• **YOUR INSTRUCTIONS**: Put everything from the start of the data down to and including the line containing "<point>11,151</point>" into a JSON list of strings, one string per line, leaving out any blank lines.

━━━━━ THE RECORDS

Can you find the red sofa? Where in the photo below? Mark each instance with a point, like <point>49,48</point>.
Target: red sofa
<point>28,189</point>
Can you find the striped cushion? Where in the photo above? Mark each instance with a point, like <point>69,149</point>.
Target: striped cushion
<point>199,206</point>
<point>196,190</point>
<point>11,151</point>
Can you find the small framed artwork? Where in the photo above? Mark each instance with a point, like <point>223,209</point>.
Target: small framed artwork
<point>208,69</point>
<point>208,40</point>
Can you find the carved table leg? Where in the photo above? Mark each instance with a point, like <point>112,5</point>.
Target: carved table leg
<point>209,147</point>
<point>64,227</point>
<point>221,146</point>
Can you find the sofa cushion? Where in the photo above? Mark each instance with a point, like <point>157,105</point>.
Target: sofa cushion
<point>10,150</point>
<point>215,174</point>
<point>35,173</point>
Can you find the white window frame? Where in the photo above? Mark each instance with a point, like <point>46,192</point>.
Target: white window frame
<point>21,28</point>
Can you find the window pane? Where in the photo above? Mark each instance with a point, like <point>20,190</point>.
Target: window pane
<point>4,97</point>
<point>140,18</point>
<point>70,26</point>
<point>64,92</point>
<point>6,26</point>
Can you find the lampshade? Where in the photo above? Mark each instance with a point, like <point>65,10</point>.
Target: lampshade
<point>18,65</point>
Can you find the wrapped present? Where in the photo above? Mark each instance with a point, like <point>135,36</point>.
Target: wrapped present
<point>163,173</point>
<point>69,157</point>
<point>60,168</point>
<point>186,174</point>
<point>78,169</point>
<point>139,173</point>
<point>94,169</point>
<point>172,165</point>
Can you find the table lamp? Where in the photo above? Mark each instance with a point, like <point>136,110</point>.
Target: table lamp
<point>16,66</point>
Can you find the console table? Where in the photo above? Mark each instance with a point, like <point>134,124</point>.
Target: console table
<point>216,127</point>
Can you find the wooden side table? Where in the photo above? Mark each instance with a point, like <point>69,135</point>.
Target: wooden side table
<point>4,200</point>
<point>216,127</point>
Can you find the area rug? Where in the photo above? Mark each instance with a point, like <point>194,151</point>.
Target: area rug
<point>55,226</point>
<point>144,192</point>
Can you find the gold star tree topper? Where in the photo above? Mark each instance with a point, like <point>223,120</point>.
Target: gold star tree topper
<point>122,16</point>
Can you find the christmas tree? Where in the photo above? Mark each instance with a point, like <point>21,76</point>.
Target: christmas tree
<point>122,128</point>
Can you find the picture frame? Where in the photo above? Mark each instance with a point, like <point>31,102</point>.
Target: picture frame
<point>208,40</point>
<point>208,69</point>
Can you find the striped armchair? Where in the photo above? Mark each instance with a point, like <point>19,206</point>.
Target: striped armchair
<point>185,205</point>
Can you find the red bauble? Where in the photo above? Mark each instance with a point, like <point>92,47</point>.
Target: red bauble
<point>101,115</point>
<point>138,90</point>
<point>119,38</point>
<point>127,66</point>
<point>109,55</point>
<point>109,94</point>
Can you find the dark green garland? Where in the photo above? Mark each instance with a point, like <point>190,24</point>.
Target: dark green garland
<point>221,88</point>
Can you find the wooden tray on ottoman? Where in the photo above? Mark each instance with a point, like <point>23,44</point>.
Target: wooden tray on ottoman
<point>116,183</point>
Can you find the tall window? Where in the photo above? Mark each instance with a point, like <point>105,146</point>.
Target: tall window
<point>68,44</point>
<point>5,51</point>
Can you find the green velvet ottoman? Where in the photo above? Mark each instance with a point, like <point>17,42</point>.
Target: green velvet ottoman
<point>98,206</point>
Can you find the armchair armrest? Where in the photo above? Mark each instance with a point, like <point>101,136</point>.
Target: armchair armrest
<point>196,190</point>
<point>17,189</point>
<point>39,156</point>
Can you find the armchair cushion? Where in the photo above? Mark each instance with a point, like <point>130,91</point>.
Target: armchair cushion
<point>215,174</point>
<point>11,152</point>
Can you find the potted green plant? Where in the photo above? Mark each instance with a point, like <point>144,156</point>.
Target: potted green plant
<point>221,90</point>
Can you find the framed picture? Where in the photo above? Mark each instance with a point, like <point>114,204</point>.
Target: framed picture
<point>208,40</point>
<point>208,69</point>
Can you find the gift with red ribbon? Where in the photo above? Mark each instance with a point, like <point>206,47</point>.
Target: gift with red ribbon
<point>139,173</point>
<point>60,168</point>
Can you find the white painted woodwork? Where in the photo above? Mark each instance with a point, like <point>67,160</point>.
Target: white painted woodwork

━━━━━━━━━━

• **FULL SOLUTION**:
[
  "Can you find the red sofa? Where in the photo below? Mark each instance with a point, like <point>49,48</point>.",
  "Target: red sofa",
  "<point>28,189</point>",
  "Can you find the striped cushion? Where in the photo above? Mark each instance with a point, like <point>69,149</point>.",
  "Target: striped cushion",
  "<point>199,206</point>",
  "<point>196,190</point>",
  "<point>11,151</point>"
]